▶ [THE TASK]: In the blog post below, who led the comedy course the writer attended while living in London?

The last time I lived in London, I went on a comedy course (what do you mean, you can’t tell?) led by Marc Blake, and one of the very many comedy ideas created during the course revolved around a down-on-his-luck character who’d end every sketch by raising his fists up at the sky and cursing the Peruvian Gods above.

Fast-forward to last week, and after a very tempestuous fortnight (lost my job, got another temporary job, temporarily living in my mate’s spare kids’ bedroom and commuting four hours a day into West London) I went for a very quick drink with the ever-glamorous Fairy Blogmother. She and her fellow fairies talked about their GodBeadle concept – the idea that when life throws stones and wine barrels at you to jump over, it’s actually the God Jeremy Beadle who is laughing at you from on high for the amusement of celestial audiences.

Fast-forward to today, and the slightly sad news that Jeremy Beadle has indeed decided to become one amongst the Gods. While I never met him (and am not going to join in the necro-voyeurism that seemed to accompany the unfortunate death of Heath Ledger) I shall only note that he seemed like a jolly nice chap considering all the stresses he put people under in the name of comedy, and I really do hope he doesn’t start throwing more wine barrels and stones in my way. Stability, please!

▶ [MATERIAL]:
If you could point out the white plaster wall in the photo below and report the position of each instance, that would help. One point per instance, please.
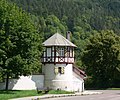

▶ [WRITTEN ANSWER]: Marc Blake